Problem statement
Copy every line of the data below without changing anything.

[Dataset entries]
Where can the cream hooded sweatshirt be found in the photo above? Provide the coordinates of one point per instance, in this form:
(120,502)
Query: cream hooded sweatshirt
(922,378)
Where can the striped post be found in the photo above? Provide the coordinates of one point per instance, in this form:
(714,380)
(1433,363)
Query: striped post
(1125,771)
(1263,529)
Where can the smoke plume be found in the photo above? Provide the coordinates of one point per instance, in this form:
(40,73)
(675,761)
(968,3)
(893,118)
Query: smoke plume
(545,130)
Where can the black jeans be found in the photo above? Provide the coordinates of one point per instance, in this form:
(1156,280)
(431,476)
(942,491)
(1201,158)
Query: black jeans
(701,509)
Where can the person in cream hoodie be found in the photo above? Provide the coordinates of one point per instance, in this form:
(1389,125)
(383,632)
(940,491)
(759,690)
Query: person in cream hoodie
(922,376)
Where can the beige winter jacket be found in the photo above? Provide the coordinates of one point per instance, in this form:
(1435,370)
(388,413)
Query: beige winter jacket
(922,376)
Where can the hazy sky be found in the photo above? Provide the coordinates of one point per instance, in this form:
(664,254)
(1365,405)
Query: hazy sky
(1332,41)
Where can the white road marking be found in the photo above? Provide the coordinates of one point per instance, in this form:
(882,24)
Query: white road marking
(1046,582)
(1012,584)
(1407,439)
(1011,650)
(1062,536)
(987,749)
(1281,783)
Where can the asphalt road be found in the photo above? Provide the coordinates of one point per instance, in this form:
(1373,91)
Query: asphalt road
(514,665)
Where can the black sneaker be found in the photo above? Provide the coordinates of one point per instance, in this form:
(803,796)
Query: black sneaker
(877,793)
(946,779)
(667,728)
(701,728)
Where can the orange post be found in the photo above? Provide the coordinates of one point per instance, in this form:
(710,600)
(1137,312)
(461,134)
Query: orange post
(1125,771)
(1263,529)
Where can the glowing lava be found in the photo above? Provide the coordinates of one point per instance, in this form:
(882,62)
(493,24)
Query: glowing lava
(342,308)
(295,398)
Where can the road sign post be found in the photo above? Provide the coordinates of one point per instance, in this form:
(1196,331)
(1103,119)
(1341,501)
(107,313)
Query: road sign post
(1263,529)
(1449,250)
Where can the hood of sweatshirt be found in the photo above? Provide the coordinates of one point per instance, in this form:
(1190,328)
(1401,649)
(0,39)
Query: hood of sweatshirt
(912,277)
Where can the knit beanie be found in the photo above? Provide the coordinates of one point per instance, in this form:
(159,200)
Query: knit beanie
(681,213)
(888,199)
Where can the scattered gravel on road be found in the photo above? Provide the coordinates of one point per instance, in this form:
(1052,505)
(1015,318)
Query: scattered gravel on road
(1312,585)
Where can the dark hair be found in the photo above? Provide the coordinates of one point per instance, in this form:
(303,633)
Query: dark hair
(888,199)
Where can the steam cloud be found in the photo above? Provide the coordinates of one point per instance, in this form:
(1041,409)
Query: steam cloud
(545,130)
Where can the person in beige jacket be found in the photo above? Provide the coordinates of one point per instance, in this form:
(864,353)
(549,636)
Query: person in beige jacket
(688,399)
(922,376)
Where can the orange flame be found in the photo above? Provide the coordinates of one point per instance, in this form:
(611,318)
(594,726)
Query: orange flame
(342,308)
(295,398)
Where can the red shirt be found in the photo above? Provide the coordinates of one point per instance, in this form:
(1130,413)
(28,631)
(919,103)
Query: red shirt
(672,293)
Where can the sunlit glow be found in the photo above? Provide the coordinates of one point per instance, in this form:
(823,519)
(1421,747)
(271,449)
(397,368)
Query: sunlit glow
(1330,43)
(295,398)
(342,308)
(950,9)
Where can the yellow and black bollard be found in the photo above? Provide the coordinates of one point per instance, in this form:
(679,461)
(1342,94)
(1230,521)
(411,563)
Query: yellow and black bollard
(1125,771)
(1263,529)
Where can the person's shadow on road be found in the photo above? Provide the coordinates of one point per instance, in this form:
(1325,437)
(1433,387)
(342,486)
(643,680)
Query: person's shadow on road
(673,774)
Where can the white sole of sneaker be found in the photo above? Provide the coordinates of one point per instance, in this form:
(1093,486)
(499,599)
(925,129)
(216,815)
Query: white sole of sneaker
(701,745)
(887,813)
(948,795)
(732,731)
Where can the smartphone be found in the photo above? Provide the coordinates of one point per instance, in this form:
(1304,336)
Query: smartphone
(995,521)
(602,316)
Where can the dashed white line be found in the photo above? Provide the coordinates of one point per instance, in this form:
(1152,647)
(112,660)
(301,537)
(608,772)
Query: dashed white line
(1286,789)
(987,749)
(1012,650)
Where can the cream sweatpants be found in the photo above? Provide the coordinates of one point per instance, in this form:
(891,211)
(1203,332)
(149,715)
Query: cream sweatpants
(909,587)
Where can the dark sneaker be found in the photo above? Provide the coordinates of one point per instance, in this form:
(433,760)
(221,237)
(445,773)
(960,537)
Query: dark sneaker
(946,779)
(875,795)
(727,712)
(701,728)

The response
Where can the cream hooded sweatshirt be found in the photo above? Provide the coordinates of one point per instance, in this form:
(120,502)
Query: cream hooded sweatshirt
(922,378)
Where can the striped post be found in the photo above? Provide the coordinates of one point per instance, in this form:
(714,380)
(1433,363)
Query: striped post
(1125,771)
(1263,529)
Where can the smoke plume be found in the photo above? Provide the coordinates of one point per instance, in this form:
(40,73)
(675,761)
(968,3)
(893,118)
Query: smoke plume
(545,130)
Where can the black jeans be found in the photo above? Provide the coordinates of one point per instance, in this form:
(1156,280)
(431,476)
(942,491)
(1201,158)
Query: black jeans
(701,509)
Where can the person in cream hoodie be found in the photo above? Provide the coordinates of one point per instance, in this form:
(1389,125)
(383,632)
(940,491)
(759,690)
Query: person in cream hoodie
(922,376)
Where can the beige winter jacket be found in the photo above? Provide the coordinates of one point per instance, in this form:
(1435,370)
(388,413)
Query: beige winter jacket
(922,376)
Where can the hazy sky be found in the photo above? Provide the coordinates of one point per instance, in this form:
(664,254)
(1365,405)
Query: hazy sky
(1332,41)
Where can the white road marking be found in the photo above? Provide the coordinates of one point per instance, in this form:
(882,24)
Query: white road marking
(1046,582)
(1012,584)
(1407,439)
(1011,650)
(1062,536)
(987,749)
(1281,783)
Where can the asphalt road be found in the photo above? Provide the coordinates of one point per instance, in this form:
(1373,91)
Query: asphalt road
(514,665)
Where can the black sneaker be found in the photo above? Provide the coordinates of one point per instance, in this form:
(803,796)
Query: black sneaker
(877,793)
(946,779)
(667,728)
(701,728)
Where can the orange post be found in the photo above? Provide the coordinates of one point per instance, in this form:
(710,600)
(1137,312)
(461,134)
Query: orange post
(1125,771)
(1263,529)
Where can the glowing lava be found in the photo above? Provide the coordinates of one point per instance, in this form:
(882,62)
(493,24)
Query: glowing lava
(342,308)
(295,398)
Where can the road sign post be found in the photo above? Provide the coordinates of one point per instance, in this form:
(1196,331)
(1103,119)
(1341,501)
(107,313)
Query: road sign post
(1263,529)
(1449,250)
Where can the hood of sweatshirt be found in the photo above? Provide the coordinates of one point per instance, in this form:
(1190,328)
(1401,649)
(0,39)
Query: hood of sweatshirt
(912,277)
Where can the knit beanie be found in the photo above? Provide the coordinates of one point per instance, in this form:
(159,200)
Query: knit beanie
(681,213)
(888,199)
Where can the scattered gravel on road be found in the photo above? Provide the coordinates of one point per instance, in this form:
(1052,505)
(1015,318)
Query: scattered gravel on road
(1312,585)
Where can the dark hair be found in the photo above? Provide the coordinates of one point per instance, in this form:
(303,633)
Query: dark hair
(888,199)
Where can the steam cloud be found in the photo above? Provide the coordinates of one point per instance, in this form:
(1041,409)
Query: steam cloud
(545,130)
Where can the person in beige jacket be found in the photo above? Provide the coordinates of one point per instance, in this form:
(864,353)
(549,636)
Query: person in beige jacket
(688,399)
(922,376)
Where can the orange flame be found in the photo above? Provide the coordinates of one point per instance, in this form:
(611,318)
(594,726)
Query: orange flame
(342,308)
(295,398)
Where can the red shirt be found in the photo above? Provide the coordinates of one point per instance, in this form:
(1130,413)
(28,631)
(919,103)
Query: red shirt
(672,293)
Where can the sunlit glow be found in the photo above? Provide the coordinates of one point per instance, in this form:
(823,519)
(1421,747)
(271,449)
(397,368)
Query: sunlit glow
(1330,43)
(295,398)
(342,308)
(950,9)
Where can the yellow and black bollard be found in the photo above? Provide the coordinates of one point per instance, in this form:
(679,461)
(1342,94)
(1230,521)
(411,563)
Query: yellow and black bollard
(1125,771)
(1263,529)
Where can the person's shadow on road be found in the photo above? Provide the coordinates of one point per instance, in this form:
(1325,437)
(1433,387)
(342,486)
(643,680)
Query: person's shadow on road
(673,774)
Where can the white sole of sneaker be found in the photo above? Provide the coordinates of one point per instance, in this form:
(1093,486)
(499,599)
(925,129)
(216,815)
Query: white sole of sneaker
(701,745)
(887,813)
(948,795)
(732,731)
Where can the smartphone be found in the photo above? Provide the coordinates of one point per instance, in this form:
(1304,336)
Query: smartphone
(995,521)
(602,316)
Where can the dashed white line be found in the photo above? Provide the coordinates of one point per instance, in this form:
(1152,647)
(112,660)
(301,537)
(608,772)
Query: dashed white line
(1286,789)
(987,749)
(1012,650)
Where can the cream sweatpants be found in the photo above? Provide the coordinates of one point per instance, in this form:
(891,211)
(1203,332)
(149,715)
Query: cream sweatpants
(909,587)
Where can the dark sneaker be found in the photo above? Provide the coordinates of one point per instance, in this form:
(433,760)
(221,237)
(445,773)
(960,537)
Query: dark sneaker
(946,779)
(875,795)
(727,712)
(701,728)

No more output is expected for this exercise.